**WHAT YOU ARE ASKED TO DO**
Every entry must be repeated exactly. Exclude all pictures.

**Coordinate annotation entries**
#####

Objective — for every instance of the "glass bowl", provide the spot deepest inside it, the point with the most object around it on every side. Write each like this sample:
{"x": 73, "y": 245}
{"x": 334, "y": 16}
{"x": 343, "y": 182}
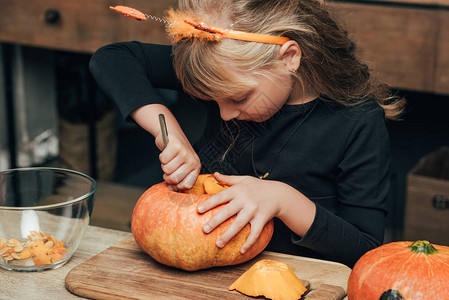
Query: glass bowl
{"x": 44, "y": 213}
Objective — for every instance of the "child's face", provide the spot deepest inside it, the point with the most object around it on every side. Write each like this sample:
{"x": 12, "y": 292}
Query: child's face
{"x": 261, "y": 102}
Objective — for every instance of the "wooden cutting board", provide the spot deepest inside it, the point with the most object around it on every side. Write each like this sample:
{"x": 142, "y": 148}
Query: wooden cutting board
{"x": 123, "y": 271}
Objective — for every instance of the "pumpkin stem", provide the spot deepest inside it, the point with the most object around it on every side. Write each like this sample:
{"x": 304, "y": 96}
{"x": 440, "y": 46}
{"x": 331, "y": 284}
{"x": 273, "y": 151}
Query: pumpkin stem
{"x": 423, "y": 247}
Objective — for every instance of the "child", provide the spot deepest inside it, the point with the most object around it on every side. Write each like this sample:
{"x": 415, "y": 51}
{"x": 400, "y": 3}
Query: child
{"x": 294, "y": 121}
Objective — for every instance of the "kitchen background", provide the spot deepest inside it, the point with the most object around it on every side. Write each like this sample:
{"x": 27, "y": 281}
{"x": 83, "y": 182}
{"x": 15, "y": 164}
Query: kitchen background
{"x": 52, "y": 114}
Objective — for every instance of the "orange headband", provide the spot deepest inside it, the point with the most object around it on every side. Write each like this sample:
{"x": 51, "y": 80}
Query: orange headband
{"x": 182, "y": 25}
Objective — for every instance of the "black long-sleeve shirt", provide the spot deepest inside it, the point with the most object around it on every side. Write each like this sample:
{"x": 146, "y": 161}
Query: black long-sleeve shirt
{"x": 337, "y": 156}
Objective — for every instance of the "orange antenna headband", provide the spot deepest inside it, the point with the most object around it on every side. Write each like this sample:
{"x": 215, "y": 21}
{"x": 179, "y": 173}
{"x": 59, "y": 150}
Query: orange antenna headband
{"x": 181, "y": 25}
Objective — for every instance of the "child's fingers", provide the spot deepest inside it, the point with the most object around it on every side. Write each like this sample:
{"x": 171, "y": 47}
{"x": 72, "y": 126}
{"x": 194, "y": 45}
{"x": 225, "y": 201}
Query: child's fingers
{"x": 240, "y": 221}
{"x": 257, "y": 225}
{"x": 168, "y": 154}
{"x": 173, "y": 165}
{"x": 222, "y": 215}
{"x": 217, "y": 199}
{"x": 188, "y": 181}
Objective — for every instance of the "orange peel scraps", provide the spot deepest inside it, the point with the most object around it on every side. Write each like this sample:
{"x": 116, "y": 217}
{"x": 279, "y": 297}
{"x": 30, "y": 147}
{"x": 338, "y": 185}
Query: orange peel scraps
{"x": 42, "y": 249}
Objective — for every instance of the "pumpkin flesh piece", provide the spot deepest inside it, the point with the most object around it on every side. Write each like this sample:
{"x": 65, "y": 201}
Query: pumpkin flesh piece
{"x": 272, "y": 279}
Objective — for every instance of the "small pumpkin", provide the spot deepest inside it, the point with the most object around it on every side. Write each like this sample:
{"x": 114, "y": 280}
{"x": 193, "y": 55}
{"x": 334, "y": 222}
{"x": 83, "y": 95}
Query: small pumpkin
{"x": 272, "y": 279}
{"x": 401, "y": 270}
{"x": 167, "y": 226}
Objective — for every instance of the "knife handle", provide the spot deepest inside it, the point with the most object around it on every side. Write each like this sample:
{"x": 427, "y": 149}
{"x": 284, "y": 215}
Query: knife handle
{"x": 163, "y": 129}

#####

**RESPONSE**
Objective — for every instance of the "glass bowl", provide the spot deepest inside it, the point with the most object around it on every side. Write each like this sample:
{"x": 73, "y": 245}
{"x": 334, "y": 16}
{"x": 343, "y": 182}
Query: glass bowl
{"x": 44, "y": 213}
Objective — for every instance of the "child's face", provide the spot deepest inside it, the point with the most object around it on every side. Write each like this sample:
{"x": 12, "y": 292}
Query: child's face
{"x": 261, "y": 102}
Objective — for every instance of the "wooden cutting board", provide the spot deepest inside it, the point with the most object around it on every side. Write each like this sample:
{"x": 142, "y": 148}
Query: wooden cutting board
{"x": 123, "y": 271}
Objective — for every instance of the "pumpkin stem", provide the spot deepest inside it, the point with the most object around it on every side. Write each like this sample:
{"x": 304, "y": 96}
{"x": 440, "y": 46}
{"x": 331, "y": 284}
{"x": 273, "y": 151}
Query: pumpkin stem
{"x": 423, "y": 247}
Objective — for every instance of the "child", provide the spot deepest inside it, the point with the most object around it on every side. Write each like this sample:
{"x": 415, "y": 51}
{"x": 400, "y": 3}
Query: child
{"x": 294, "y": 121}
Objective — for every instance of the "kitchen background", provide the spot deepest inside it, the point with the most object around it on every side. Write each like this sample:
{"x": 27, "y": 281}
{"x": 83, "y": 182}
{"x": 15, "y": 164}
Query: kitchen background
{"x": 52, "y": 114}
Objective — for every instance of the "orange headband", provide the spot deepest inside it, the point with the most object around it on every side. Write each like this sample:
{"x": 51, "y": 80}
Query: orange headband
{"x": 182, "y": 25}
Objective — for every instance of the "black long-sleeve shirt", provide the spot deepest inside it, the point with the most object around it on every side. Write each like this sample:
{"x": 146, "y": 161}
Query: black long-sleeve shirt
{"x": 337, "y": 156}
Objective — for every instance of the "orange antenna headband", provide the spot deepest inside it, the point with the most object around it on every side. Write each like this sample:
{"x": 215, "y": 21}
{"x": 179, "y": 173}
{"x": 59, "y": 150}
Query: orange antenna headband
{"x": 181, "y": 25}
Objective — for every instance of the "child's fingers", provide the spot deepest inside it, the point with the most object around it on every side. Write each like this sample:
{"x": 171, "y": 47}
{"x": 72, "y": 126}
{"x": 194, "y": 45}
{"x": 225, "y": 201}
Query: child's fingers
{"x": 240, "y": 221}
{"x": 257, "y": 225}
{"x": 168, "y": 154}
{"x": 173, "y": 165}
{"x": 222, "y": 215}
{"x": 217, "y": 199}
{"x": 188, "y": 181}
Objective — for every instance of the "orange peel scraps", provide the spot deepest inside it, the point with the most object around it on every side. Write each like this sample:
{"x": 116, "y": 217}
{"x": 279, "y": 297}
{"x": 30, "y": 147}
{"x": 338, "y": 185}
Query: orange peel scraps
{"x": 42, "y": 249}
Objective — for every instance of the "pumpkin flesh piece", provide the spot deepest inside it, the point with the most object around it on every side. Write each like this sample:
{"x": 65, "y": 201}
Query: pumpkin flesh piece
{"x": 272, "y": 279}
Objective — for every instance of the "small pumpkin", provide the spot deepest inside it, the point with the most object around it on every side. Write each like this sample:
{"x": 114, "y": 280}
{"x": 193, "y": 55}
{"x": 334, "y": 222}
{"x": 83, "y": 95}
Query: small pumpkin
{"x": 272, "y": 279}
{"x": 401, "y": 270}
{"x": 167, "y": 226}
Objective — for every instance of the "knife handle", provide the spot deepest inside it, the point with the most object around it on every side. Write each like this sample:
{"x": 427, "y": 149}
{"x": 284, "y": 215}
Query: knife handle
{"x": 163, "y": 129}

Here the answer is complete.